## SET EXERCISE
Reproduce every line from the one containing "pillow in the photo above." through the end of the items, inclusive. Keep the item text unchanged, and raise both values of each answer coordinate pair by 15.

(Items from a dataset)
******************************

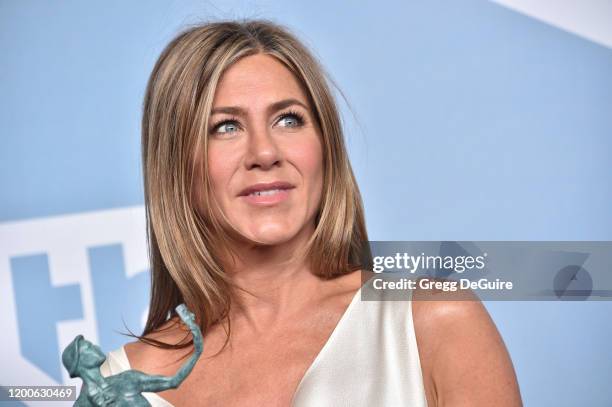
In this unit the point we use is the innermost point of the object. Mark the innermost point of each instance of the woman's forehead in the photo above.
(257, 80)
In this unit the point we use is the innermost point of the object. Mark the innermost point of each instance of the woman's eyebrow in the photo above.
(274, 107)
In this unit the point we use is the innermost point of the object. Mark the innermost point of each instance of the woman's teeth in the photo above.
(264, 193)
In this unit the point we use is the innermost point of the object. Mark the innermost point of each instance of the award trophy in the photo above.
(83, 359)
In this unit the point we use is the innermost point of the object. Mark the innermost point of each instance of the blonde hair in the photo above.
(186, 247)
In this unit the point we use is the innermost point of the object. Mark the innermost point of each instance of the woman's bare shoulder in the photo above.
(463, 357)
(152, 359)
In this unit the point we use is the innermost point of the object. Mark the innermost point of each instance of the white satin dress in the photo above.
(370, 359)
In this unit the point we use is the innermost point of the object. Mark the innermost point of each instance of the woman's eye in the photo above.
(226, 127)
(290, 120)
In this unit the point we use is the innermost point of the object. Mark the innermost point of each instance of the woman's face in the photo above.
(264, 152)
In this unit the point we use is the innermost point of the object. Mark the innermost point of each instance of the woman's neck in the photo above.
(273, 282)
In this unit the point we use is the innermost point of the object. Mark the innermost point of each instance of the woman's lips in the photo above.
(267, 197)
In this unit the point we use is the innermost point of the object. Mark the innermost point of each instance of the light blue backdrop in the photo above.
(473, 123)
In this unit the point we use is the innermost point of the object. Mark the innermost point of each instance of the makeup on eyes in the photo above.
(236, 121)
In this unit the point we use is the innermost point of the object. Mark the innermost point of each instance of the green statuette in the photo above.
(83, 359)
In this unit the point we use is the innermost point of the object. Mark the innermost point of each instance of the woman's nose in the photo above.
(262, 151)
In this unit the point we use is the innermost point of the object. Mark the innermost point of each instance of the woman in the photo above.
(256, 223)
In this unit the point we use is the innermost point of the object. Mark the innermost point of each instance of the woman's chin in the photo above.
(270, 235)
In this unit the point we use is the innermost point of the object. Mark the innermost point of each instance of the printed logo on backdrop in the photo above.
(63, 276)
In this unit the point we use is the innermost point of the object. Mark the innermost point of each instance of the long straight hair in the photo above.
(187, 247)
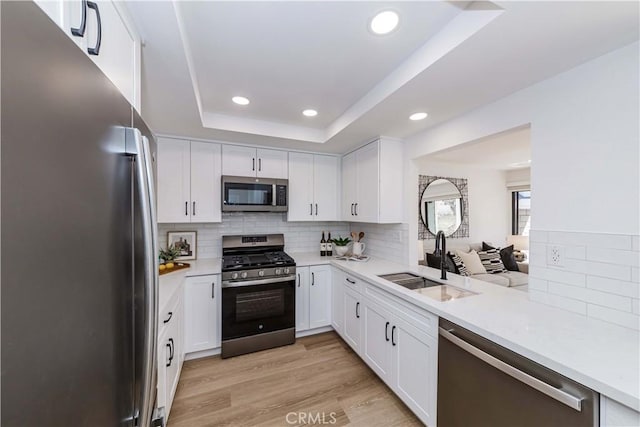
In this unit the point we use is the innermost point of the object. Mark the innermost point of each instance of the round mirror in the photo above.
(441, 207)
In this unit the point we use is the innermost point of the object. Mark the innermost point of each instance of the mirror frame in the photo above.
(461, 184)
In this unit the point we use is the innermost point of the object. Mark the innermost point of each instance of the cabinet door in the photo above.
(337, 301)
(272, 164)
(238, 160)
(300, 187)
(368, 183)
(415, 370)
(174, 180)
(201, 315)
(326, 170)
(206, 170)
(118, 48)
(349, 186)
(320, 296)
(352, 318)
(302, 298)
(377, 347)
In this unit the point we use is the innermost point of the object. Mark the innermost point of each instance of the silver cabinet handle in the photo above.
(144, 177)
(559, 395)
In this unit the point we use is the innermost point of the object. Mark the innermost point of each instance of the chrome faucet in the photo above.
(442, 253)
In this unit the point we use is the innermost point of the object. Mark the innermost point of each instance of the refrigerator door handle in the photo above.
(144, 178)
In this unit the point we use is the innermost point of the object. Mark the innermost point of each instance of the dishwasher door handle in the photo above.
(557, 394)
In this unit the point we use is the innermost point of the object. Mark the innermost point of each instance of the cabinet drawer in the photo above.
(352, 283)
(418, 317)
(167, 316)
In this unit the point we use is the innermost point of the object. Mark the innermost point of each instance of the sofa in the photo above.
(514, 279)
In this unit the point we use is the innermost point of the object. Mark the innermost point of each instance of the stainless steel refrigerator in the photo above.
(79, 256)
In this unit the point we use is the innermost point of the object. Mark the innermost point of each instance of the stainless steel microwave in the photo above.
(245, 194)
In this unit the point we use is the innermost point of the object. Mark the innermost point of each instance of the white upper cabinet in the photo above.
(247, 161)
(372, 178)
(313, 187)
(188, 181)
(103, 30)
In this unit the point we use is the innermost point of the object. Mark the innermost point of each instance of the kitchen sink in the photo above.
(409, 280)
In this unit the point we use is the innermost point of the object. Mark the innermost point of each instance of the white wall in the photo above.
(585, 134)
(487, 198)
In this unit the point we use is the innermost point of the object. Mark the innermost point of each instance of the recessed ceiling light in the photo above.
(384, 22)
(418, 116)
(240, 100)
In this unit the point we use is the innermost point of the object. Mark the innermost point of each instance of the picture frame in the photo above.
(186, 241)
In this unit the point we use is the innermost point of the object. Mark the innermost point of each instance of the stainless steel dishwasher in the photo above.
(483, 384)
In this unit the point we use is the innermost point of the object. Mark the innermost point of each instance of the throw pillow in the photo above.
(460, 267)
(491, 261)
(506, 255)
(472, 262)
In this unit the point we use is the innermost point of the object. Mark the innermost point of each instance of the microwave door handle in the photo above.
(273, 195)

******************************

## FULL ANSWER
In this unit the point we use is the innermost point of the object. Mark the innermost point of each instance of the throw pillow in the photo above.
(475, 282)
(506, 276)
(521, 270)
(487, 277)
In this unit the point we use is the innermost point of the object. Mark the innermost point of each instance of the microwave door handle in the photo above.
(288, 210)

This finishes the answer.